Stored records:
+++
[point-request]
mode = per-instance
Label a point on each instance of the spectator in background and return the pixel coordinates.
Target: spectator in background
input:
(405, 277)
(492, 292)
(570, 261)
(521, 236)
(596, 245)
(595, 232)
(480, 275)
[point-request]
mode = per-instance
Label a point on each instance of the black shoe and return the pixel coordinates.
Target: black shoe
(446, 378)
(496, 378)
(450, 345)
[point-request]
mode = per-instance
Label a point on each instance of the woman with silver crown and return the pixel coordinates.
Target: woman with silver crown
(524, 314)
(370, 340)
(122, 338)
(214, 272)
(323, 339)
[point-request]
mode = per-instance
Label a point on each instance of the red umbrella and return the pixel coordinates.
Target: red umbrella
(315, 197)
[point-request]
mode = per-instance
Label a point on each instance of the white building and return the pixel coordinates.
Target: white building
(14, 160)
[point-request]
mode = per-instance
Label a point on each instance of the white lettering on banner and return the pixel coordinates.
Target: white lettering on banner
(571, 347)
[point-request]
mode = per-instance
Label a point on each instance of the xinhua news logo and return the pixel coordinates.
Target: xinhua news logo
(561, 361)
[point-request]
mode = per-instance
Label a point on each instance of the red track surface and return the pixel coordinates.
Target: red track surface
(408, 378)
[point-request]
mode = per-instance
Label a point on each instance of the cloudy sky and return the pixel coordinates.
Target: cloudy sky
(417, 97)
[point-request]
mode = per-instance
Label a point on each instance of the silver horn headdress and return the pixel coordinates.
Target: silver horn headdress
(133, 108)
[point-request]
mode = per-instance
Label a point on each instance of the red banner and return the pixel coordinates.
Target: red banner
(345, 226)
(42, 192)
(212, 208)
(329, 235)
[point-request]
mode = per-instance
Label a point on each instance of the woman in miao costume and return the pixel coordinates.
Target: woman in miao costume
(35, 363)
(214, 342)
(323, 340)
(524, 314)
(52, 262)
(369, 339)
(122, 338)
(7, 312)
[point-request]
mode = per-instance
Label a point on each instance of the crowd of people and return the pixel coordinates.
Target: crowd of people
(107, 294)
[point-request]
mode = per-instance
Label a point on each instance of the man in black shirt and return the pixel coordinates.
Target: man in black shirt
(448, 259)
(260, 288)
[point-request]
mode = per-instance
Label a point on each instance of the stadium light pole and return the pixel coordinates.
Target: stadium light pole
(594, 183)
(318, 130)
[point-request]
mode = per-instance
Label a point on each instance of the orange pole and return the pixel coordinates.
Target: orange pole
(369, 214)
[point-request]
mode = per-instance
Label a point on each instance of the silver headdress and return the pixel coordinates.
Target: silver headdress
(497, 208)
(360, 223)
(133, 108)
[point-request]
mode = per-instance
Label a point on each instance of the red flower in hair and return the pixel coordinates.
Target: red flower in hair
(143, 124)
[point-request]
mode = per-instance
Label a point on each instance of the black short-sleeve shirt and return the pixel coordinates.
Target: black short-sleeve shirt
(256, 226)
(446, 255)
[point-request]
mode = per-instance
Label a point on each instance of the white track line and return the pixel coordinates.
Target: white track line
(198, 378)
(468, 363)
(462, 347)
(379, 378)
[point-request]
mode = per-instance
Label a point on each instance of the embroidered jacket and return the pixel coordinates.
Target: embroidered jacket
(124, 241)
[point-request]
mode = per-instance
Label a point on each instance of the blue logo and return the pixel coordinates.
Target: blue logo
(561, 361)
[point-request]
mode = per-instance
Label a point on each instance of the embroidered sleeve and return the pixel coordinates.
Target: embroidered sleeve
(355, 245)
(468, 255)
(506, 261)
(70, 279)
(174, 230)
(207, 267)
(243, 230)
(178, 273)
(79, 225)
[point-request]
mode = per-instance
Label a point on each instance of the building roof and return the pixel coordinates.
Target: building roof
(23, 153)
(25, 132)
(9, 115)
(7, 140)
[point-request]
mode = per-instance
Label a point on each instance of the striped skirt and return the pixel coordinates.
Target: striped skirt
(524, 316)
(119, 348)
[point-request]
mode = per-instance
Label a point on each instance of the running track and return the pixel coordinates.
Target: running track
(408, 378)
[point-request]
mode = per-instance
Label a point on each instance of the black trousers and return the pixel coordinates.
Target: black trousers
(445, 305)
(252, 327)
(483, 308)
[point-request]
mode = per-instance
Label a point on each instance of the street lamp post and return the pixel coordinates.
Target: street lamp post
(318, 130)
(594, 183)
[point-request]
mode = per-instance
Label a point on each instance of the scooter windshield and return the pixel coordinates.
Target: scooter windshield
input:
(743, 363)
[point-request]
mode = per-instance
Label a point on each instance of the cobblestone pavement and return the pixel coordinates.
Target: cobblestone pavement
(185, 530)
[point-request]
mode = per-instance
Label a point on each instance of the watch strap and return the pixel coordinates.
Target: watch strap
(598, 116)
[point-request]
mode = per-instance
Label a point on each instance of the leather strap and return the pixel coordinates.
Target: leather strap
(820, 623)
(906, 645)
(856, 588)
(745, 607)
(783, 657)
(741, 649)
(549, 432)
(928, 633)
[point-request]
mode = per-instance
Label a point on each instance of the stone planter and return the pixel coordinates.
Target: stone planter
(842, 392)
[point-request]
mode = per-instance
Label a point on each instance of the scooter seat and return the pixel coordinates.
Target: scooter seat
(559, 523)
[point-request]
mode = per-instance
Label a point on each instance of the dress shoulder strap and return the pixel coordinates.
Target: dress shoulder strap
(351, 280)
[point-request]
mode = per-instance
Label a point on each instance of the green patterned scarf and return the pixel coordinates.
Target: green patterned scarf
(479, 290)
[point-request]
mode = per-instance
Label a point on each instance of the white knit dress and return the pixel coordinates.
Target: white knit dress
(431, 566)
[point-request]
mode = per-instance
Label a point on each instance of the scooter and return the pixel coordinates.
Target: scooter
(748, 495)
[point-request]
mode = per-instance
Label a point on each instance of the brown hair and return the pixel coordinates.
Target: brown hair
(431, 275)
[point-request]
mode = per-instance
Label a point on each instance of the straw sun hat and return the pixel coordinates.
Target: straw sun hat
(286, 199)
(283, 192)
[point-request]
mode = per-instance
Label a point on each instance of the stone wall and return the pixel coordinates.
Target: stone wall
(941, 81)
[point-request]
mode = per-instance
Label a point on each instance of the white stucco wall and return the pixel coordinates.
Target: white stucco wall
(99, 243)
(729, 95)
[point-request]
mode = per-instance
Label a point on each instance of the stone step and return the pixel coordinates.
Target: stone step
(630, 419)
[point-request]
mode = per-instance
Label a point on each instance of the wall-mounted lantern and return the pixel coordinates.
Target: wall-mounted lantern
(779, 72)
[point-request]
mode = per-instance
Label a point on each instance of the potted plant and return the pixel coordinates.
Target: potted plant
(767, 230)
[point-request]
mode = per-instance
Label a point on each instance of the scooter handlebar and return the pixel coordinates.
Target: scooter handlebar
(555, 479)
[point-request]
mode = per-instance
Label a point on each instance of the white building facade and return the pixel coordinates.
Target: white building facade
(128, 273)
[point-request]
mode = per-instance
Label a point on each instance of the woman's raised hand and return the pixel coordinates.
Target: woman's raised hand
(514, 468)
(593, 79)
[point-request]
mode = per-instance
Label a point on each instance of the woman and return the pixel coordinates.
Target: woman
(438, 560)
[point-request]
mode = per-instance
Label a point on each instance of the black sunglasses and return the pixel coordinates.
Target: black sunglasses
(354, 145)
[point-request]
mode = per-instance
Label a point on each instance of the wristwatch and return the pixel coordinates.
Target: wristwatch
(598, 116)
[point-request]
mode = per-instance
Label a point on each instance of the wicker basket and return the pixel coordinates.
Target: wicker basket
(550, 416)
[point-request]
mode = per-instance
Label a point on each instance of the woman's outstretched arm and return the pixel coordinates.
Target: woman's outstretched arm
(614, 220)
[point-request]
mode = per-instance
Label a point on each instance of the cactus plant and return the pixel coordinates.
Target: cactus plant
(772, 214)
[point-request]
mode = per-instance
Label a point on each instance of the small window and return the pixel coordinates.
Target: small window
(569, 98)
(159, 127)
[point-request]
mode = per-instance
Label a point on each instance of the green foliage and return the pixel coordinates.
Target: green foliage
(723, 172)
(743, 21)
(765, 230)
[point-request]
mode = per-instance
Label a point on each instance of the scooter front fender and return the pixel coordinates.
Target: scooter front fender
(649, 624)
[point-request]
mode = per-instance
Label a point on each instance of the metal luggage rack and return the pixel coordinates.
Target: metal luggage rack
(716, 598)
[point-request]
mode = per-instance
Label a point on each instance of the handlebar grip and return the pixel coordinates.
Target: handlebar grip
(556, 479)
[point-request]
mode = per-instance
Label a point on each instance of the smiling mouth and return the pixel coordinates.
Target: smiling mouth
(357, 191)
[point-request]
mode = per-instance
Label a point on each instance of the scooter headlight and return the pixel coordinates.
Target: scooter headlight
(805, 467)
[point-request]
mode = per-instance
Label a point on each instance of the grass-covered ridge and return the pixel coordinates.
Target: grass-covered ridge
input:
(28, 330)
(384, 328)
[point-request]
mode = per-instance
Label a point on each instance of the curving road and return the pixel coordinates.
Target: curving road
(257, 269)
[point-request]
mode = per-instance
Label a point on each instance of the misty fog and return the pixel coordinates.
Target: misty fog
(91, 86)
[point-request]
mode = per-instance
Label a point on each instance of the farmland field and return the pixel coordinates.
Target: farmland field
+++
Assigned task: Please return the lines above that run from the line containing "Label a point on each instance of the red track" to the line containing "Label a point on each instance of the woman in", inclusive, exactly and with no other lines.

Problem solution:
Label a point on each instance of the red track surface and return the pixel coordinates.
Target: red track surface
(408, 378)
[point-request]
mode = per-instance
Label a point on each instance of the cloudy sky and return the pixel coordinates.
Target: cloudy sky
(417, 97)
[point-request]
mode = per-instance
Label a point on each instance of the silver horn headdress and return the pixel coordinates.
Target: silver horn headdress
(133, 108)
[point-request]
mode = per-instance
Label a point on each instance of the red banner and return the pixel coordinates.
Target: red banner
(345, 226)
(42, 192)
(212, 208)
(329, 235)
[point-request]
mode = per-instance
Label a point on each instance of the woman in miao costume and return the pixel coordinates.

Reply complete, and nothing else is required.